So far, no instrumental model has been standardized for the estimation of the speech quality in a conversational situation. However, Guéguin et al. [6] proposed such a tool that combines estimations from three other models: PESQ and PESQM for listening- and talking-only situations, respectively, and the E-model for a delay impairment factor introduced by the transmission delay. Long-term quality estimation has been studied by more researchers. For instance, Weiss et al. [42] was able to estimate a long-term listening-only speech quality score (up to 2 min.) based on PESQ estimations for 4–8 s stimuli.

4 Conclusions and Future Trends in Speech Communication QoE

In this chapter we presented both the technical elements and quality features which are relevant for the Quality of Experience of speech communication systems. We reviewed the auditory and instrumental methods suitable for speech quality assessment with a focus on diagnostic instrumental models that provide one output per QoE dimension.

Over the last decades, instrumental models have been developed on either speech or music databases. The former ones estimate the QoE of speech services such as telephony, whereas the latter ones are dedicated to audio devices such as loudspeakers or headphones [38]. The new standard model POLQA [23] has been developed for the QoE estimations of speech communication systems only. However, both streaming and telephony services now employ similar packet-based networks. This new usages encourage the researchers to develop a common model that works with both types of input signals.

◆ Available data:

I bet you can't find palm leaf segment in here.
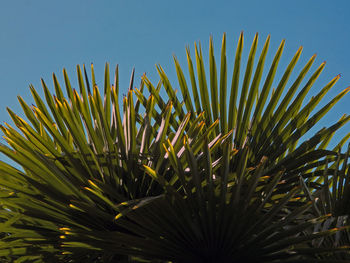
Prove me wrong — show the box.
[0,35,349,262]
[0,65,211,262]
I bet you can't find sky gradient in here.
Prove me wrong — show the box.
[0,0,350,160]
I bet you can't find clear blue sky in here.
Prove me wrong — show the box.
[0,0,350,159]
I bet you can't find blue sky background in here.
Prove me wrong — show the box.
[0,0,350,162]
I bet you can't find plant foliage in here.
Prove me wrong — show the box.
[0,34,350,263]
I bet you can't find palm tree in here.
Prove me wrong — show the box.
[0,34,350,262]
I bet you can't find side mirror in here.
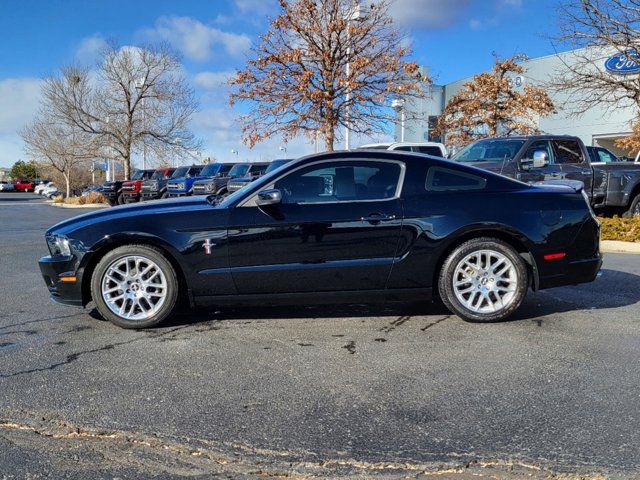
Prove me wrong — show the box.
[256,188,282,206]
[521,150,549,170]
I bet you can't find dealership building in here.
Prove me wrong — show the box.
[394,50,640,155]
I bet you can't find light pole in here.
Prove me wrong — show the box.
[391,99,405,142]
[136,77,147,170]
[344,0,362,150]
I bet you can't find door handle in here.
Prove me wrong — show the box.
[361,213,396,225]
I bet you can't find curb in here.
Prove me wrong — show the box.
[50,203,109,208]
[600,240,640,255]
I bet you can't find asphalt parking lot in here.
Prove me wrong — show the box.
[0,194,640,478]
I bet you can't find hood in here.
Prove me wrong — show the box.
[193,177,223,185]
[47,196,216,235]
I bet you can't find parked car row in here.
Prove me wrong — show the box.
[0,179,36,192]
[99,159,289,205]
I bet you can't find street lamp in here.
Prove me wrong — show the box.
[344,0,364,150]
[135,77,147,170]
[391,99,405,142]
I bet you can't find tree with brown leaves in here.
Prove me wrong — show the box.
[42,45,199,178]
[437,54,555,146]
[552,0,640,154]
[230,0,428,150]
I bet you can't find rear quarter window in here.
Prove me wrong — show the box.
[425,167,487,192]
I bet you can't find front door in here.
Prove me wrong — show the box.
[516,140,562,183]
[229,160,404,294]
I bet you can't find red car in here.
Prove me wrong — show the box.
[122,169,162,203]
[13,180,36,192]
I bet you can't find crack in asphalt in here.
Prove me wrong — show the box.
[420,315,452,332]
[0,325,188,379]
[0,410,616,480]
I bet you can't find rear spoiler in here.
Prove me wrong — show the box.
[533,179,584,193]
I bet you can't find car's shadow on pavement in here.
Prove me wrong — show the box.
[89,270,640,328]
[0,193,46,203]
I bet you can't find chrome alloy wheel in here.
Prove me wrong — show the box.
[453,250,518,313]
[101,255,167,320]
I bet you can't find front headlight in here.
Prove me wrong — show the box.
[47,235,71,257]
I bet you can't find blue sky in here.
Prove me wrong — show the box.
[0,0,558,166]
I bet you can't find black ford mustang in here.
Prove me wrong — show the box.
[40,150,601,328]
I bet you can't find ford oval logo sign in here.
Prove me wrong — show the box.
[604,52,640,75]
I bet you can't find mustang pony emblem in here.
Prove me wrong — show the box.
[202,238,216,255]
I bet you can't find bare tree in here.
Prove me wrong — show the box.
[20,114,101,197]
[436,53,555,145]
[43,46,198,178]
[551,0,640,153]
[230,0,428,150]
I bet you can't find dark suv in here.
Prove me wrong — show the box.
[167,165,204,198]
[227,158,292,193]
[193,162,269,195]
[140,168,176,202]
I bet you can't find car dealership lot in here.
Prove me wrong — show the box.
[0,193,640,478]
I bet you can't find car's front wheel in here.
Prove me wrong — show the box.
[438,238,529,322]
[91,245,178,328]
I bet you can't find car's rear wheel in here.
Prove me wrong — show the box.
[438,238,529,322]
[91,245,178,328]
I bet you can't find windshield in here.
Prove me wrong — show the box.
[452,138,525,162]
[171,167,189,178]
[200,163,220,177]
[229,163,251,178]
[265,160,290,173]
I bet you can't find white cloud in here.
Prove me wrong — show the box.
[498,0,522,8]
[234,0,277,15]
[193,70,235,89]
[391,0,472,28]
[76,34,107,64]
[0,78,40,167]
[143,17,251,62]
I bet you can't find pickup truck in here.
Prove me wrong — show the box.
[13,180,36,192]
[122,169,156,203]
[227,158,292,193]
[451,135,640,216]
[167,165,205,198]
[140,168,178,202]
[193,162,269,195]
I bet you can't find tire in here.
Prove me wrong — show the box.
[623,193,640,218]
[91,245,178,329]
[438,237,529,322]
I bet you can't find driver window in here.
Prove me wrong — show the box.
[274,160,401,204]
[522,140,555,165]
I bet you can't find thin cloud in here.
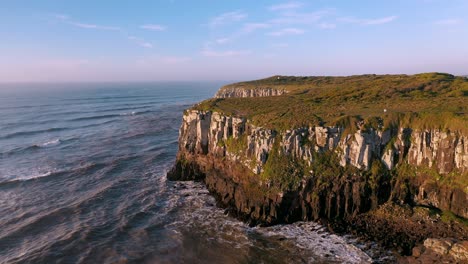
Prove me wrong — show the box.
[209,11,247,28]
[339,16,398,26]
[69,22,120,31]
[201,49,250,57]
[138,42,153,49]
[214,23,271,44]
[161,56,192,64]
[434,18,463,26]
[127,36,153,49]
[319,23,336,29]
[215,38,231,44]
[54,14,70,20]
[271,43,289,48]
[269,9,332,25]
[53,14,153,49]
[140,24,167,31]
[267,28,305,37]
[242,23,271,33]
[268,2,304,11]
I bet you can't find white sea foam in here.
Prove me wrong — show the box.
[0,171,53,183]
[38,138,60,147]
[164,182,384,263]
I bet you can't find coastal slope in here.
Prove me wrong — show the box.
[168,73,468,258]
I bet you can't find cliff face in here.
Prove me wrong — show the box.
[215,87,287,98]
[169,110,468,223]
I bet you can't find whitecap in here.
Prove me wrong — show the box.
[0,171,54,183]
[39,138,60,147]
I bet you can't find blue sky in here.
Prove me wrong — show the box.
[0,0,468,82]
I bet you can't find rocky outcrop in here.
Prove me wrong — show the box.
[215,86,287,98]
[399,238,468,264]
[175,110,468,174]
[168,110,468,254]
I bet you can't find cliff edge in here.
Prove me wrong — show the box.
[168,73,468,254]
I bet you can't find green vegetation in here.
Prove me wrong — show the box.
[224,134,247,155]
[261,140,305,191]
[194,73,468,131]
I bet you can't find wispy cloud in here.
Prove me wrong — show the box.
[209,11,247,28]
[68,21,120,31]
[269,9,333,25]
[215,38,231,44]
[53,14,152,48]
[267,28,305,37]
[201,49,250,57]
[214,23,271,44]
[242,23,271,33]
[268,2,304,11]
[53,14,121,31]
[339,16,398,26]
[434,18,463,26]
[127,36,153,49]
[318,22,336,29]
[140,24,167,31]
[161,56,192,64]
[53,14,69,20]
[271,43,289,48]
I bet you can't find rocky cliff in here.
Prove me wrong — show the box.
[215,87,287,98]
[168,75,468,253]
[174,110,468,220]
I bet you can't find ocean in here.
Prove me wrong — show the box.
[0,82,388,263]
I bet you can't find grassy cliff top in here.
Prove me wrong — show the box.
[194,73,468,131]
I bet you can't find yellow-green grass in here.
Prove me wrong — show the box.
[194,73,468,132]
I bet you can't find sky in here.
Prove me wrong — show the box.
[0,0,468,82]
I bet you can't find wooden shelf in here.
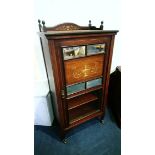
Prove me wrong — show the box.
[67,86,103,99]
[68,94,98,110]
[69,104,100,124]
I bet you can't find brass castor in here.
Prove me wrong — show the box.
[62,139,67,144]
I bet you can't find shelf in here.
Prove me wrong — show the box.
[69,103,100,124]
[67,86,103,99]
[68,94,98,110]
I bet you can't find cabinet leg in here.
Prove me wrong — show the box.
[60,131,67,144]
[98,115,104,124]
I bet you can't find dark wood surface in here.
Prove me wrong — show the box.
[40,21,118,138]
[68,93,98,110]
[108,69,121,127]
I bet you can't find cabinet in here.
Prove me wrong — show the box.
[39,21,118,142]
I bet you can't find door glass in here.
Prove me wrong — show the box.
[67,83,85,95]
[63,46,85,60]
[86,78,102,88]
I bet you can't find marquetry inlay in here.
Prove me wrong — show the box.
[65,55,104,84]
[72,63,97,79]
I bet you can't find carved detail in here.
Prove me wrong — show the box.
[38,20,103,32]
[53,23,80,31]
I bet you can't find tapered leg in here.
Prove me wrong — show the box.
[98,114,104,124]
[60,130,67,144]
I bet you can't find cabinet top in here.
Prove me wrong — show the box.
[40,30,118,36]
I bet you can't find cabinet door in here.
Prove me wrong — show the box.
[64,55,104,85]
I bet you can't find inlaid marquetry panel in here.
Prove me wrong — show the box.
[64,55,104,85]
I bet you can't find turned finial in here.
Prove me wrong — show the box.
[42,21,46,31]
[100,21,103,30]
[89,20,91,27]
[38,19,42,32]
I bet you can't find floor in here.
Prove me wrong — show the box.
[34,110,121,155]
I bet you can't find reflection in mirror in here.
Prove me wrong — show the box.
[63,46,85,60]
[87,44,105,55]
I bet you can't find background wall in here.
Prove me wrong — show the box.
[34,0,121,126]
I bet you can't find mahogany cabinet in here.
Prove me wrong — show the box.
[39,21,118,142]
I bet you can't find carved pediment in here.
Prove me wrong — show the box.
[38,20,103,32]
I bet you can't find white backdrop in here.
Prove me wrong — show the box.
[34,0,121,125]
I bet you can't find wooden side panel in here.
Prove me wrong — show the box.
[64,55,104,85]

◆ Questions to answer:
1. In the speech quality excerpt, up to what length was Weiss et al.'s long-term listening-only score estimated?
2. Decide whether each statement agrees with the speech quality excerpt, and quote the words that settle it.
(a) POLQA was developed for the QoE estimations of speech communication systems only.
(b) A standardized instrumental model already exists for estimating speech quality in a conversational situation.
(c) Streaming and telephony services now employ similar packet-based networks.
3. List every model that the speech quality excerpt mentions by name.
Base every answer on the speech quality excerpt alone.

◆ Responses to the tasks:
1. Up to 2 minutes.

2.
(a) Yes: "The new standard model POLQA [23] has been developed for the QoE estimations of speech communication systems only."
(b) No: "So far, no instrumental model has been standardized for the estimation of the speech quality in a conversational situation."
(c) Yes: "both streaming and telephony services now employ similar packet-based networks"

3. PESQ, PESQM, the E-model, POLQA